• [Segmentation dataset items]:
-- begin --
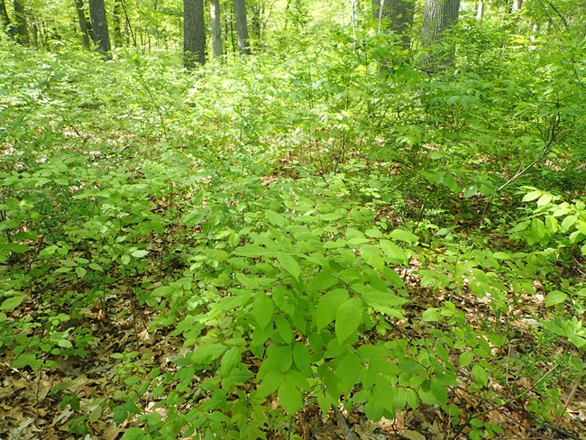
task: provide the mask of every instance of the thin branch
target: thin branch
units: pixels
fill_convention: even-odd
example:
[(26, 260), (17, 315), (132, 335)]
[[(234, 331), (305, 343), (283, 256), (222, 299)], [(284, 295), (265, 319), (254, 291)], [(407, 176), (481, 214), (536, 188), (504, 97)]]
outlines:
[(334, 409), (334, 414), (335, 414), (335, 418), (340, 424), (340, 426), (342, 426), (343, 433), (346, 435), (346, 438), (348, 440), (354, 440), (354, 435), (350, 431), (350, 428), (348, 427), (348, 424), (346, 423), (346, 420), (343, 418), (343, 416), (342, 416), (340, 409), (338, 409), (338, 408), (335, 405), (332, 405), (332, 409)]

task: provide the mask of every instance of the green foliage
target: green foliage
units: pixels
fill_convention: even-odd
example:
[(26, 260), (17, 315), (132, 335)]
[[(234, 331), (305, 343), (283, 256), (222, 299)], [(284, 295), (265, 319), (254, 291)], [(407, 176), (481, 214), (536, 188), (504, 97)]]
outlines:
[(343, 405), (435, 406), (481, 438), (500, 427), (457, 387), (499, 406), (532, 380), (546, 422), (581, 375), (579, 45), (503, 57), (508, 22), (464, 20), (474, 44), (427, 78), (305, 6), (295, 36), (197, 77), (0, 46), (0, 350), (27, 373), (107, 365), (91, 399), (50, 390), (71, 435), (267, 438)]

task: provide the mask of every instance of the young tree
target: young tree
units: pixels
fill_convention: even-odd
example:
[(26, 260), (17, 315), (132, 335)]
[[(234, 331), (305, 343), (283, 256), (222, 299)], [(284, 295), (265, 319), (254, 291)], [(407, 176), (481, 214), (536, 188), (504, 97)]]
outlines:
[(484, 0), (479, 0), (476, 5), (476, 20), (481, 22), (484, 18)]
[(389, 31), (401, 38), (401, 44), (408, 49), (411, 39), (407, 32), (413, 24), (415, 3), (412, 0), (379, 0), (379, 19), (386, 22)]
[(212, 53), (222, 56), (222, 23), (220, 22), (220, 0), (210, 0), (210, 27), (212, 28)]
[(246, 23), (246, 4), (244, 0), (234, 0), (236, 15), (236, 32), (238, 33), (238, 50), (240, 53), (251, 53), (248, 47), (248, 24)]
[(92, 37), (94, 42), (97, 44), (97, 51), (104, 54), (107, 60), (111, 59), (110, 34), (104, 0), (89, 0), (89, 18), (92, 22)]
[(511, 5), (510, 11), (511, 13), (517, 13), (521, 10), (523, 5), (523, 0), (513, 0), (513, 5)]
[(426, 0), (421, 28), (421, 44), (431, 50), (421, 62), (422, 69), (436, 71), (451, 64), (454, 48), (447, 50), (433, 47), (442, 42), (446, 31), (458, 23), (460, 0)]
[(6, 10), (5, 0), (0, 0), (0, 22), (8, 29), (12, 29), (10, 27), (10, 17), (8, 16), (8, 11)]
[(183, 0), (183, 65), (193, 69), (206, 63), (204, 0)]
[(76, 11), (78, 12), (78, 22), (79, 23), (79, 31), (81, 31), (81, 38), (84, 42), (84, 47), (89, 49), (89, 29), (87, 27), (87, 20), (86, 19), (86, 12), (84, 10), (84, 0), (75, 0)]
[(29, 27), (26, 21), (26, 14), (24, 13), (24, 5), (21, 0), (14, 0), (14, 37), (22, 44), (29, 44)]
-- end --
• [SHORT EXERCISE]: Write out every line of the items above as a JSON list of strings, one string per line, skipping blank lines and leaving out the pictures.

• [ANSWER BELOW]:
[
  "task: provide the mask of every instance of the thin branch",
  "target: thin branch",
  "units: pixels",
  "fill_convention: even-odd",
  "example:",
  "[(26, 260), (17, 315), (132, 335)]",
  "[[(234, 331), (305, 343), (283, 256), (222, 299)], [(284, 295), (265, 319), (254, 291)], [(407, 176), (481, 214), (536, 188), (504, 97)]]",
  "outlines:",
  "[(334, 409), (334, 414), (335, 414), (335, 418), (340, 424), (340, 426), (342, 426), (343, 433), (346, 435), (346, 438), (348, 440), (354, 440), (354, 435), (350, 431), (350, 428), (348, 427), (348, 424), (346, 423), (346, 420), (343, 418), (343, 416), (342, 416), (340, 409), (338, 409), (338, 408), (335, 405), (332, 405), (332, 409)]",
  "task: provide the mask of every instance of the green foliage",
  "target: green foliage",
  "units: pixels",
  "fill_convention: even-odd",
  "example:",
  "[(26, 260), (17, 315), (132, 335)]",
  "[[(234, 331), (305, 343), (283, 256), (222, 299)], [(284, 295), (265, 319), (254, 291)], [(407, 176), (481, 214), (536, 188), (504, 97)]]",
  "outlines:",
  "[(343, 405), (435, 406), (481, 438), (500, 427), (457, 387), (499, 406), (532, 380), (546, 422), (581, 375), (579, 45), (503, 57), (508, 22), (464, 20), (474, 44), (427, 78), (305, 6), (295, 36), (197, 77), (0, 46), (0, 350), (27, 373), (107, 365), (91, 399), (50, 390), (71, 435), (267, 438)]",
  "task: provide the mask of every instance of the young tree",
  "target: young tree",
  "units: pixels",
  "fill_convention: even-odd",
  "example:",
  "[(26, 260), (17, 315), (132, 335)]",
  "[[(234, 331), (305, 343), (283, 256), (222, 299)], [(284, 295), (265, 319), (254, 291)], [(407, 176), (481, 214), (536, 188), (504, 97)]]",
  "outlines:",
  "[(484, 0), (479, 0), (476, 5), (476, 20), (481, 22), (484, 18)]",
  "[(389, 31), (401, 38), (401, 44), (408, 49), (411, 39), (407, 32), (413, 24), (415, 3), (412, 0), (379, 0), (379, 19), (386, 22)]",
  "[(212, 53), (222, 56), (222, 23), (220, 22), (220, 0), (210, 0), (210, 27), (212, 28)]",
  "[(246, 23), (246, 4), (244, 0), (234, 0), (236, 15), (236, 32), (238, 33), (238, 50), (240, 53), (251, 53), (248, 47), (248, 24)]",
  "[(92, 37), (94, 42), (97, 44), (97, 51), (104, 54), (107, 60), (111, 59), (110, 34), (104, 0), (89, 0), (89, 18), (92, 22)]",
  "[(511, 5), (510, 11), (511, 13), (517, 13), (521, 10), (523, 5), (523, 0), (513, 0), (513, 5)]",
  "[(426, 0), (421, 28), (421, 44), (431, 50), (421, 62), (422, 69), (436, 71), (451, 64), (454, 48), (447, 50), (433, 47), (442, 42), (446, 31), (458, 23), (460, 0)]",
  "[(6, 10), (5, 0), (0, 0), (0, 22), (8, 29), (12, 29), (10, 27), (10, 17), (8, 16), (8, 11)]",
  "[(183, 0), (183, 65), (193, 69), (206, 63), (204, 0)]",
  "[(76, 11), (78, 12), (78, 22), (79, 23), (79, 31), (81, 31), (81, 38), (84, 42), (84, 47), (89, 49), (89, 29), (87, 27), (87, 20), (86, 19), (86, 12), (84, 10), (84, 0), (75, 0)]",
  "[(29, 27), (26, 21), (26, 14), (24, 13), (24, 5), (21, 0), (14, 0), (14, 37), (22, 44), (29, 44)]"
]